Find every line below that contains the word "output" and copy it out.

BEGIN Given records

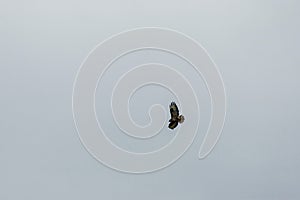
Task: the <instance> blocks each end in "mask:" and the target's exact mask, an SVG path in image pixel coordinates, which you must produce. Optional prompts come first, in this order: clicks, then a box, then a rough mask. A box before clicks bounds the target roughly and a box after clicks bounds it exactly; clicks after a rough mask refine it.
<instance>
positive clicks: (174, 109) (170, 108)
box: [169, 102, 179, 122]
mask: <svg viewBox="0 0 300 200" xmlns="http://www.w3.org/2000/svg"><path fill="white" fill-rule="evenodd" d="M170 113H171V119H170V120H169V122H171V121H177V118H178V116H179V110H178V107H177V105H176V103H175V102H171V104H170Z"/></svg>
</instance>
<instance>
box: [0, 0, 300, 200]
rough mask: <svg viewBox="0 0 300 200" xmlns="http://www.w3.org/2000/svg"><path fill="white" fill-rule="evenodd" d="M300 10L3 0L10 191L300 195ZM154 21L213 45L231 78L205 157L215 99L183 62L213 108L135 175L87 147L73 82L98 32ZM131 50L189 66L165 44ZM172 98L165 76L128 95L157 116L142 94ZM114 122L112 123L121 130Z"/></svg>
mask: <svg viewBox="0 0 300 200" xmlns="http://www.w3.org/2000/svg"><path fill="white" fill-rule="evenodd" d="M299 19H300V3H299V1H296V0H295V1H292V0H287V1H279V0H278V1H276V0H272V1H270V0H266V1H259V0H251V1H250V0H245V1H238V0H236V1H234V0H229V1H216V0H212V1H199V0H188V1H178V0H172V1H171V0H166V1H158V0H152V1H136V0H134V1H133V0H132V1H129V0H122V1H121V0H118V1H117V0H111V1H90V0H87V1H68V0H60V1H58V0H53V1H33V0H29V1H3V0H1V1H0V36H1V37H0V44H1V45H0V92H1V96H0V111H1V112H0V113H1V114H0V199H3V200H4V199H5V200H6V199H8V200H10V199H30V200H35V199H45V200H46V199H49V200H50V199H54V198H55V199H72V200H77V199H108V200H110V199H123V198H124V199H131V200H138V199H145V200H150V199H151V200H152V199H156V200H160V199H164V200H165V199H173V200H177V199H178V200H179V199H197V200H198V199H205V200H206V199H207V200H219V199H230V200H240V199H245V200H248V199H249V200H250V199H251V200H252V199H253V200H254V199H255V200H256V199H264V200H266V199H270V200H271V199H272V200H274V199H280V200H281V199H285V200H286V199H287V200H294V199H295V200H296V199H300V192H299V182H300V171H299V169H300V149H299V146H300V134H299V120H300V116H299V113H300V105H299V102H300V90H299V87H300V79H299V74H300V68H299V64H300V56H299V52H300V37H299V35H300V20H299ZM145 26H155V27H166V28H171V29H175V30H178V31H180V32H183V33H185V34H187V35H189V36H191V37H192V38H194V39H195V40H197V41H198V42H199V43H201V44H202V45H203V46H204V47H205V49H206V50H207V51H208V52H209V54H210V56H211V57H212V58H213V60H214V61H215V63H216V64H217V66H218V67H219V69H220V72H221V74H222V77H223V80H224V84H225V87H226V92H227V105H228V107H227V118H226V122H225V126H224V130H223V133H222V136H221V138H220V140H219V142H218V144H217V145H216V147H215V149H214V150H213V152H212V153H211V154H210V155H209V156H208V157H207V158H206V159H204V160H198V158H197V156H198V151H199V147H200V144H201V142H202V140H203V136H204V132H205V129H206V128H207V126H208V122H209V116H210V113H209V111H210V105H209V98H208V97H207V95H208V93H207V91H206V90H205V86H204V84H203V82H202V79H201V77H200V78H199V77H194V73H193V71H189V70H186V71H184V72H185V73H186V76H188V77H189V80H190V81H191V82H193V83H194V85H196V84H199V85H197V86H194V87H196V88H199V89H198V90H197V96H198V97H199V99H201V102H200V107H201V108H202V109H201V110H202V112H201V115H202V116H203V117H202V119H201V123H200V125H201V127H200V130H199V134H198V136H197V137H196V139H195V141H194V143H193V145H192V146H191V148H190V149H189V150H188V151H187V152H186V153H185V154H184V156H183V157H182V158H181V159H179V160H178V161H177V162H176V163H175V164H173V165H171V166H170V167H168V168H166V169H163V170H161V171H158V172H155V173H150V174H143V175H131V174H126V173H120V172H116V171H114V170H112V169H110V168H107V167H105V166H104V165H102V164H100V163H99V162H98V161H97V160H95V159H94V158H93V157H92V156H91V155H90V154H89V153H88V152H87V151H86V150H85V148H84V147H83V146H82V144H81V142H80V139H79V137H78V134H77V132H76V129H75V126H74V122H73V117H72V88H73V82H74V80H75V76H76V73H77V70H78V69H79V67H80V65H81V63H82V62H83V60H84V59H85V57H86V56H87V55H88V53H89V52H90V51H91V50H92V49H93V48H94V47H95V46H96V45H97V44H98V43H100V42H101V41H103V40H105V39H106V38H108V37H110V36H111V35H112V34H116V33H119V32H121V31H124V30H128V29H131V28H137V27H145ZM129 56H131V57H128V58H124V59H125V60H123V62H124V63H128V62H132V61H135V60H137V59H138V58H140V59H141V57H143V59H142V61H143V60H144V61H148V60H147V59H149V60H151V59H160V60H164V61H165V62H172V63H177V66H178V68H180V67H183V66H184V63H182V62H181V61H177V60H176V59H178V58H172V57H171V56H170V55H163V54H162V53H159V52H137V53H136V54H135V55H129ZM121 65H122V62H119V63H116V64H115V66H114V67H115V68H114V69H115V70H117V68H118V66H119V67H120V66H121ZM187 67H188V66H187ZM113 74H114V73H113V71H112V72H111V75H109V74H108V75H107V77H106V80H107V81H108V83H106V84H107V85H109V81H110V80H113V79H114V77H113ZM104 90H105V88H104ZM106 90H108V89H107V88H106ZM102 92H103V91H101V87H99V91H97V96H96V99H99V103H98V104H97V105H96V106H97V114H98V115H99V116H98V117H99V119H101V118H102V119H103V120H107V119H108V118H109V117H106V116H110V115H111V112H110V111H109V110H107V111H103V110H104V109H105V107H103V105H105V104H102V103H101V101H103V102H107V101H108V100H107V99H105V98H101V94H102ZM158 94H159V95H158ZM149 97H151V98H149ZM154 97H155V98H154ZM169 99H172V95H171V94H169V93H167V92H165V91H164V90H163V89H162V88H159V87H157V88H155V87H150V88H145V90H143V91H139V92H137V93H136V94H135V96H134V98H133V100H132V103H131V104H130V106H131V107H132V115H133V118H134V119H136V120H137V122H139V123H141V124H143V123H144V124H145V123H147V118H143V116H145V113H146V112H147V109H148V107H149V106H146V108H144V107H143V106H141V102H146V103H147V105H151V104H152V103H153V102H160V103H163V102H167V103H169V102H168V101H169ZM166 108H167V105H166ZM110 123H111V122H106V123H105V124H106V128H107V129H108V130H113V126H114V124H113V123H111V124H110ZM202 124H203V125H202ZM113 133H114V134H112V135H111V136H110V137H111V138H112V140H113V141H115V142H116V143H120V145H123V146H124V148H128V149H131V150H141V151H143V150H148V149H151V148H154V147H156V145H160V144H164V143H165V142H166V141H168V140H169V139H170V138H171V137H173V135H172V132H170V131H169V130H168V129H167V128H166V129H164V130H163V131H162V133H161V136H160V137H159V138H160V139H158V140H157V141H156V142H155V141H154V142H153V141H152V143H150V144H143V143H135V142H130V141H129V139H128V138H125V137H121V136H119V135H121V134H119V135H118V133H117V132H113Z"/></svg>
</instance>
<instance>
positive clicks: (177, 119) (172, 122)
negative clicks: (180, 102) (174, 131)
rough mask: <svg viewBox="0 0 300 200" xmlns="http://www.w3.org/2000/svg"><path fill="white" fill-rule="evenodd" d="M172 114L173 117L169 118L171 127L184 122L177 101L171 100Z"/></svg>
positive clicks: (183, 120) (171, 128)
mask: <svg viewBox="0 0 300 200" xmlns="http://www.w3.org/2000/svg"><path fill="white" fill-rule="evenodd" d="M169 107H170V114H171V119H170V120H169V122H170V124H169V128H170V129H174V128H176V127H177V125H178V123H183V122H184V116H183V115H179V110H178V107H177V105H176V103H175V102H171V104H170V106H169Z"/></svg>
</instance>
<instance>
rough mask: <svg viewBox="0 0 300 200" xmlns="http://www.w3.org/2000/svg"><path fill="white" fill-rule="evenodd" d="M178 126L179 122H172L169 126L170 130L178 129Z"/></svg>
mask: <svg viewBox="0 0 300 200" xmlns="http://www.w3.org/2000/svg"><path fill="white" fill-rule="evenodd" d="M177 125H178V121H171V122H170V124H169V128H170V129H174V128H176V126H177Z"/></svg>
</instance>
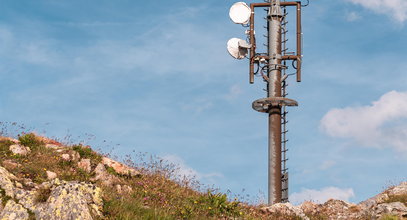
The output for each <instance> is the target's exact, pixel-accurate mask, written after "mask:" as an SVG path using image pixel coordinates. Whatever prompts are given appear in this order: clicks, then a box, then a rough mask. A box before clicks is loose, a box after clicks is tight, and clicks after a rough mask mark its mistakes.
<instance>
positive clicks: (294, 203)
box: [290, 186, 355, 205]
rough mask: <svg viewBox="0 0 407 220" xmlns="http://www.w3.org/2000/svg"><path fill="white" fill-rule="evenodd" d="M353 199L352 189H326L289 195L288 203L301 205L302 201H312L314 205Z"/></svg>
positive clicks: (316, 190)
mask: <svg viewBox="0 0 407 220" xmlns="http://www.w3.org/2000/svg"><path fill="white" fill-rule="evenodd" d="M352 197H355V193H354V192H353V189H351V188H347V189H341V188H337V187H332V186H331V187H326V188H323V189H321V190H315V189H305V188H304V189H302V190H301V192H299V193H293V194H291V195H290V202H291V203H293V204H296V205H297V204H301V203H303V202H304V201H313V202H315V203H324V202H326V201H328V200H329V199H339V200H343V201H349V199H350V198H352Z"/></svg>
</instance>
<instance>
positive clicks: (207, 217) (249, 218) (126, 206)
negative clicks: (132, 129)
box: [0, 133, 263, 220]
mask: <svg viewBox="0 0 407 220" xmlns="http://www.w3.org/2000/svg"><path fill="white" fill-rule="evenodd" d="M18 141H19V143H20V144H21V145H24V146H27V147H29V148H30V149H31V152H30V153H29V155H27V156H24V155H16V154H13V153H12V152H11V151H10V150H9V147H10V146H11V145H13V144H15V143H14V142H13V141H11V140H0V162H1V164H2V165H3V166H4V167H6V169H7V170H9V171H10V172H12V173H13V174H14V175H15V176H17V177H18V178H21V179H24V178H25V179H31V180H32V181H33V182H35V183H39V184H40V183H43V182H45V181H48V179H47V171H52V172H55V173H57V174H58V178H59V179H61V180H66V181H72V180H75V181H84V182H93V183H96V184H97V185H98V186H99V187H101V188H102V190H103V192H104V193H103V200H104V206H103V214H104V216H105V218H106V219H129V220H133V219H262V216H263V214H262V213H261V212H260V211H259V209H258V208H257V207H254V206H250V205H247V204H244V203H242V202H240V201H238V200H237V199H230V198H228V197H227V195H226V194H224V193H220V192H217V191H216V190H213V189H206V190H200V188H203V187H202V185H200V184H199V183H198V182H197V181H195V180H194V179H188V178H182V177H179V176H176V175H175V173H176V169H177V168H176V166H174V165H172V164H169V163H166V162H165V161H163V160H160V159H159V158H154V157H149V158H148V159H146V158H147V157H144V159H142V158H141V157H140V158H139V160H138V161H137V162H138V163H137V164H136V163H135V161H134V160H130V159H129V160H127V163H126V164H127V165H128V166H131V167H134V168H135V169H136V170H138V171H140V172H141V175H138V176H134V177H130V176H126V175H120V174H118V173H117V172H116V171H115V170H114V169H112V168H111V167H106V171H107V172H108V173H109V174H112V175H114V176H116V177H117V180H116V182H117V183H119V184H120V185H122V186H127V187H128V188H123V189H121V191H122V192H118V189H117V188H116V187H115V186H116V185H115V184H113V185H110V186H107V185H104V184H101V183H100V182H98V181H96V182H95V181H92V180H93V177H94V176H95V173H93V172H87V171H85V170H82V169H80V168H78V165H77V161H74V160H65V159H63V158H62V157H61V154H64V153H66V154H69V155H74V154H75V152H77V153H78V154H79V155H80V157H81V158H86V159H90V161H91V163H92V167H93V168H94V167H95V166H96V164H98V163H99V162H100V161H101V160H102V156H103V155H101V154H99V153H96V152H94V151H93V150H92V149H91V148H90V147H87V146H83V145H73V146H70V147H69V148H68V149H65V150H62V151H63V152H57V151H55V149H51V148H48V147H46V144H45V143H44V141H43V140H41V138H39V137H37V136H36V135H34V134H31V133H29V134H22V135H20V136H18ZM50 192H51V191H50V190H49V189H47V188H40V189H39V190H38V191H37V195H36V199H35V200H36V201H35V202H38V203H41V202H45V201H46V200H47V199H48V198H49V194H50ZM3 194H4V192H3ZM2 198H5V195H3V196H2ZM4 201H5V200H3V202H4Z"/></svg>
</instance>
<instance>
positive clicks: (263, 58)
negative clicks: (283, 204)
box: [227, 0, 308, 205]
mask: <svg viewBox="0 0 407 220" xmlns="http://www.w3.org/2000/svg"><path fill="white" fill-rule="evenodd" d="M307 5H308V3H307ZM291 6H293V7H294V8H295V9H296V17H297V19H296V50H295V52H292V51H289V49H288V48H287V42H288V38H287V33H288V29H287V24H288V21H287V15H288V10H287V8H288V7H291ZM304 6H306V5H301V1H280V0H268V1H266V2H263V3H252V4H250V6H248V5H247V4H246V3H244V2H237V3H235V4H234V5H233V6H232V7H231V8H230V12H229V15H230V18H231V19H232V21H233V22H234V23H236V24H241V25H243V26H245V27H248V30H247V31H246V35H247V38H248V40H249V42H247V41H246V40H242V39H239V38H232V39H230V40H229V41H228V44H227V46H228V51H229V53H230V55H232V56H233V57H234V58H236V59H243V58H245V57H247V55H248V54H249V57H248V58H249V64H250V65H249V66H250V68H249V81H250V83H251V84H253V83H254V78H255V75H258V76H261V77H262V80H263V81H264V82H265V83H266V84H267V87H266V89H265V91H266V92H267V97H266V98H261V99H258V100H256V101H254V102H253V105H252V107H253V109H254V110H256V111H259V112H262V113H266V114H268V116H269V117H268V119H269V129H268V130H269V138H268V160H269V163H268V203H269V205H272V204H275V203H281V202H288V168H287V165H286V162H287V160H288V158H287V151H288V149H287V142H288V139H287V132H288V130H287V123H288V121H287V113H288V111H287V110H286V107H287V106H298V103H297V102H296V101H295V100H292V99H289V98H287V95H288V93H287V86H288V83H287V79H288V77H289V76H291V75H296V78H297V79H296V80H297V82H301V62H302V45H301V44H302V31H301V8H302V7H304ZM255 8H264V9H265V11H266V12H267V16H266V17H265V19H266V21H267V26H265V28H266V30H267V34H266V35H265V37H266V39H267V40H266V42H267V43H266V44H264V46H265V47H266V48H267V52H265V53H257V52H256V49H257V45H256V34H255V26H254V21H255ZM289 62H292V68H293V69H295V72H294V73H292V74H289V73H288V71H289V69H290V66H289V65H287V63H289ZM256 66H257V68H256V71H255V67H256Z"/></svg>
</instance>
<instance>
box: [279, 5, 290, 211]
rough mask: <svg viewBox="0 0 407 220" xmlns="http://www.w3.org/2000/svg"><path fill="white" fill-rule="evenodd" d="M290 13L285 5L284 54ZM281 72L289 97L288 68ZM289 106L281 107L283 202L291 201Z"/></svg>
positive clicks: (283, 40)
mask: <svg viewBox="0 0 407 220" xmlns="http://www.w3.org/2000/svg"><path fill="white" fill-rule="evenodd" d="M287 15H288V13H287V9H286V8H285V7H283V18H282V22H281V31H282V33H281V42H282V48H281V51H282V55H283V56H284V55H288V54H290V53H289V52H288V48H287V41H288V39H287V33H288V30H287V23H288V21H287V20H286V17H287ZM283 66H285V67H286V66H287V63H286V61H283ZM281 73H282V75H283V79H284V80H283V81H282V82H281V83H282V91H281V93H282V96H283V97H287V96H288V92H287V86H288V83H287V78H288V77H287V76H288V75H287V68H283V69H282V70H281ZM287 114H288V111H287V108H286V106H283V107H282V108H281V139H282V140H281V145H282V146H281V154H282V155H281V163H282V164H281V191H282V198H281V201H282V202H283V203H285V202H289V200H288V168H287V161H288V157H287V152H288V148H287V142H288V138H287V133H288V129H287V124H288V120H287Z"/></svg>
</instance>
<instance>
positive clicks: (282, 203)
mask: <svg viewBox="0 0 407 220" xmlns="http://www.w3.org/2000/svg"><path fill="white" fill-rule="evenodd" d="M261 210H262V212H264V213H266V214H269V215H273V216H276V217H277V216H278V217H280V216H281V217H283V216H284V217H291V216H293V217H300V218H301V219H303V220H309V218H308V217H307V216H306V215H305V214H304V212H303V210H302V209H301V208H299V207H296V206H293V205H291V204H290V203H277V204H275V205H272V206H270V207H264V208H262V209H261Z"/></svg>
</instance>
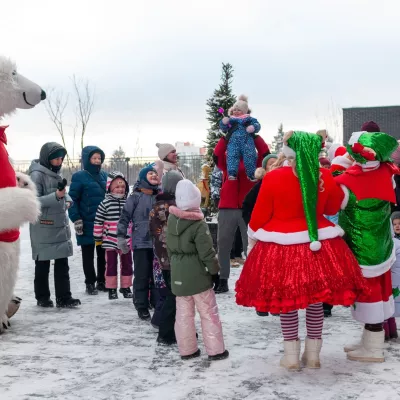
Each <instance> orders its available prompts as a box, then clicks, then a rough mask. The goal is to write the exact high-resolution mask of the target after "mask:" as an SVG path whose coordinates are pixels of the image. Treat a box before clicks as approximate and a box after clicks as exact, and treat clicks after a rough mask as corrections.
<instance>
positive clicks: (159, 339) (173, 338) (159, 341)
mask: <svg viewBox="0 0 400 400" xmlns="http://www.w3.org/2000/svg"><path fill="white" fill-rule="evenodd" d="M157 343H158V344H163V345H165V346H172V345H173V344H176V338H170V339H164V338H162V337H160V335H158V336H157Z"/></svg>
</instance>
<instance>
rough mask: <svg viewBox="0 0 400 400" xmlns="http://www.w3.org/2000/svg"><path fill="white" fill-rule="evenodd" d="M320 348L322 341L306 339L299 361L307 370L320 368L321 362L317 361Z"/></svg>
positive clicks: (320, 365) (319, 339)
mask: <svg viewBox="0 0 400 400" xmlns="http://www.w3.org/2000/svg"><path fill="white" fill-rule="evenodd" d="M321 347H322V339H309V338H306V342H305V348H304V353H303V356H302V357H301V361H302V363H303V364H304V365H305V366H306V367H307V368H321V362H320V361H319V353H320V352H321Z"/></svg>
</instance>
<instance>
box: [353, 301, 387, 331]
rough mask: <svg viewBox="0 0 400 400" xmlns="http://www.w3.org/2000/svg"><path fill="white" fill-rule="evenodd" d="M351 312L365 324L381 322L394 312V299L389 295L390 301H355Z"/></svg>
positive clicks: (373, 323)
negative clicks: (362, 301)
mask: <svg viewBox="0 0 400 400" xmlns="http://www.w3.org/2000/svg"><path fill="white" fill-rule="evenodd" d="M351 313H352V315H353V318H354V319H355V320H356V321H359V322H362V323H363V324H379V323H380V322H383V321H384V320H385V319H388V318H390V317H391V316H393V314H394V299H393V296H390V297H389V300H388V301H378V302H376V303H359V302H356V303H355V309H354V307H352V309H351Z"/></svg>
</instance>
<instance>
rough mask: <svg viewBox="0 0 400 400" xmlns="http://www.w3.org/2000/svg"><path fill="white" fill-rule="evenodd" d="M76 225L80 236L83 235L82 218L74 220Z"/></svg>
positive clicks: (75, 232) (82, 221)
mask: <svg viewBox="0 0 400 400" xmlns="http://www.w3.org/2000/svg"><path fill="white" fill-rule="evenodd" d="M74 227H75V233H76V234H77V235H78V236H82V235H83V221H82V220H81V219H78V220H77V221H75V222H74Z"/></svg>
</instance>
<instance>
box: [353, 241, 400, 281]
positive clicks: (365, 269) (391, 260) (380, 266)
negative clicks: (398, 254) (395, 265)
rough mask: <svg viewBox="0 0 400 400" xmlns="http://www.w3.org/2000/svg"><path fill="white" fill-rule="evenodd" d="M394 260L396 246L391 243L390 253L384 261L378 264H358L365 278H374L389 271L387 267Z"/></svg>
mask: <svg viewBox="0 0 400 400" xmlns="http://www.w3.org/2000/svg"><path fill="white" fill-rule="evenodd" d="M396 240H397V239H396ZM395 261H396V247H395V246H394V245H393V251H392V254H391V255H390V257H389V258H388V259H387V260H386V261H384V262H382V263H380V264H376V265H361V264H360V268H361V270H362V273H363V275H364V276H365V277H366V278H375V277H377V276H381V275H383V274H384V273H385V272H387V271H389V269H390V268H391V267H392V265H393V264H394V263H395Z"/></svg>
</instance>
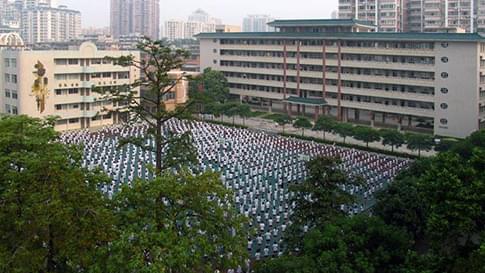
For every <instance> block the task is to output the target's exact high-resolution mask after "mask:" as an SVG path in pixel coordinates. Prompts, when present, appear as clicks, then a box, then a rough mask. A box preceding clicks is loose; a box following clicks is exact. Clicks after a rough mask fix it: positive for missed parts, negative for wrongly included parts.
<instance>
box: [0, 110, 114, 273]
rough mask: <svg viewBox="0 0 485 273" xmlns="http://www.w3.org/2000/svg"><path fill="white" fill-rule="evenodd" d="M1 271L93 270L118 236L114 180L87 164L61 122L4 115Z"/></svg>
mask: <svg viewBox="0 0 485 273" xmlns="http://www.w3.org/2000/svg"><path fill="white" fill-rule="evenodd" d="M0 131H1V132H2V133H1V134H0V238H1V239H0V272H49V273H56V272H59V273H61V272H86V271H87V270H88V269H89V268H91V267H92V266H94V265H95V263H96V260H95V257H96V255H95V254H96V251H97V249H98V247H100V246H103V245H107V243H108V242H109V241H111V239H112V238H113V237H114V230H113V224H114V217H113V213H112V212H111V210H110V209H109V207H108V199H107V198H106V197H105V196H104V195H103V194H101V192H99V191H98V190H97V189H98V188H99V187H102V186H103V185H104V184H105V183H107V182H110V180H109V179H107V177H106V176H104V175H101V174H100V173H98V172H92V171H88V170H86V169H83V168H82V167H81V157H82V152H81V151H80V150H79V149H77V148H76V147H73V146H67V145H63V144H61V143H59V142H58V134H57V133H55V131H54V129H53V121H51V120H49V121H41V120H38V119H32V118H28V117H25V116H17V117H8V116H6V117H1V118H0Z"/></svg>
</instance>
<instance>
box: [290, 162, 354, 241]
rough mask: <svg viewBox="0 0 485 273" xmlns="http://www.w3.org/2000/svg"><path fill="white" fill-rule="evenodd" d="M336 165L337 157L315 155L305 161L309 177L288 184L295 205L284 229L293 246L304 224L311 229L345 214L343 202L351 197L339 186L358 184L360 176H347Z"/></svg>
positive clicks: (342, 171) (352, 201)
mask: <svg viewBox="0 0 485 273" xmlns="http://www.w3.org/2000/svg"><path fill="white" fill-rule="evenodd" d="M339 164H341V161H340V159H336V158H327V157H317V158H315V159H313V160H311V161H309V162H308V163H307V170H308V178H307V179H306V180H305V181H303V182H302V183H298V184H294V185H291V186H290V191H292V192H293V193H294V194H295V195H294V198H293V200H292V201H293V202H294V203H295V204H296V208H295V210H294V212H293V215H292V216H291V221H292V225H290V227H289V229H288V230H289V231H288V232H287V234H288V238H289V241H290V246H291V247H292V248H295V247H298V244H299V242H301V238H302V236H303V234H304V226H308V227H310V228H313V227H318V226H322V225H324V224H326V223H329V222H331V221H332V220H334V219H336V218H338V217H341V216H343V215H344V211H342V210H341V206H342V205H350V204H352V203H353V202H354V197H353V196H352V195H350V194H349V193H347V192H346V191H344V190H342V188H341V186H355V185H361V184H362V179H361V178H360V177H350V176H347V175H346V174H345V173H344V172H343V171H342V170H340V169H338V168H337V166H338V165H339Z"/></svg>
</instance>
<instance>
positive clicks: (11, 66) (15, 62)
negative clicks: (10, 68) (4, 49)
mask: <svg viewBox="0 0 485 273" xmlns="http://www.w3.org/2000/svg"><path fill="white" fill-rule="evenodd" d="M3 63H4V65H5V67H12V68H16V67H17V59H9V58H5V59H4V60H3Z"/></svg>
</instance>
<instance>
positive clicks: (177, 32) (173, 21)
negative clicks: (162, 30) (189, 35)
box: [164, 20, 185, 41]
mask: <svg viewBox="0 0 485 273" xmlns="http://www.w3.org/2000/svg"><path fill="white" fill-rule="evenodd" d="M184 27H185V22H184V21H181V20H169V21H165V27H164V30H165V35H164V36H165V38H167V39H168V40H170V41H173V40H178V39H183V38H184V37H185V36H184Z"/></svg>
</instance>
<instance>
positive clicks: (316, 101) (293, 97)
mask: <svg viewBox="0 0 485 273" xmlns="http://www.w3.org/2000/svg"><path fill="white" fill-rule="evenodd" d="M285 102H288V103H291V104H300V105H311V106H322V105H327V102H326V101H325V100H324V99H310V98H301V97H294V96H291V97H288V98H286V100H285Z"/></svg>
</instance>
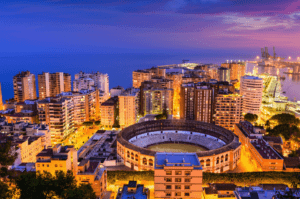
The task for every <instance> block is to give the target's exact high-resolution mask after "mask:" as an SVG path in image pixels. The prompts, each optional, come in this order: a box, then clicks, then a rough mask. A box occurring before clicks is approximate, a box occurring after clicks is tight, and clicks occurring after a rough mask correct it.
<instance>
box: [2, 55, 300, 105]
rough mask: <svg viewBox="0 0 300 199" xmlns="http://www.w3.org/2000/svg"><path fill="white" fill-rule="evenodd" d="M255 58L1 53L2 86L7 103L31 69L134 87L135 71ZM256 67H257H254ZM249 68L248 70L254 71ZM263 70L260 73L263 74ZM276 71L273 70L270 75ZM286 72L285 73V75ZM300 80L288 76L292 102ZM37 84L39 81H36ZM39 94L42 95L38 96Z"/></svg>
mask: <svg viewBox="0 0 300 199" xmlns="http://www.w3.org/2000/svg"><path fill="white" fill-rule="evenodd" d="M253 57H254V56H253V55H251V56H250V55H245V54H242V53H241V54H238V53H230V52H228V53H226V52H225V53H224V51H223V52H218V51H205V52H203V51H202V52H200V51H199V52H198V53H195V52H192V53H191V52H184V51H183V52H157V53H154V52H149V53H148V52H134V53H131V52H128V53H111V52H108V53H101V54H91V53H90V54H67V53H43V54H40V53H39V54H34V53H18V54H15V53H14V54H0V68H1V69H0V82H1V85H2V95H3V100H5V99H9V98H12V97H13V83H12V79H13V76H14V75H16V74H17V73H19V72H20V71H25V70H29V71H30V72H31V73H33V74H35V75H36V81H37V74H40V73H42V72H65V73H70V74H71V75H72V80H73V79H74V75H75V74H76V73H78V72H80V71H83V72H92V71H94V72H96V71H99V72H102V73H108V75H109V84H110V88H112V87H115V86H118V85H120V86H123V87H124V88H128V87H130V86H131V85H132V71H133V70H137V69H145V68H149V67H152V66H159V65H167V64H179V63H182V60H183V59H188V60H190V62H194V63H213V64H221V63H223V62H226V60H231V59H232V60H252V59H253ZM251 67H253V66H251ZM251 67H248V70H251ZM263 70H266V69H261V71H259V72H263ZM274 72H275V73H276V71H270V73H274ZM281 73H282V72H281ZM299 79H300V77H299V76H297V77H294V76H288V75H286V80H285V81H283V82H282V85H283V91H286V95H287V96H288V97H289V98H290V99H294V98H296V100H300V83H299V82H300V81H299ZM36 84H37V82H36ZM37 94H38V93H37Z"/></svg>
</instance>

END Given records

Answer to this task.
The output for each <instance> is the target's exact, pixel-accurate mask, written after "mask:" as an SVG path using image pixel coordinates. Whatever prompts are given appear in this order: clicks, then a box, then a rough mask. A box before clicks is loose, a box after clicks is tight, and clicks after a rough mask mark its mistakes.
For every <instance> block the task is to output the target's exact high-resolution mask after "mask:" as an SVG path in pixel coordinates. Prompts, when present, appear as clicks, then a box, then a rough mask. A box preceding clicks is loose; a box following clicks is exact. Clicks after a rough mask fix it: positive for missed parts, negative for wrongly included parts.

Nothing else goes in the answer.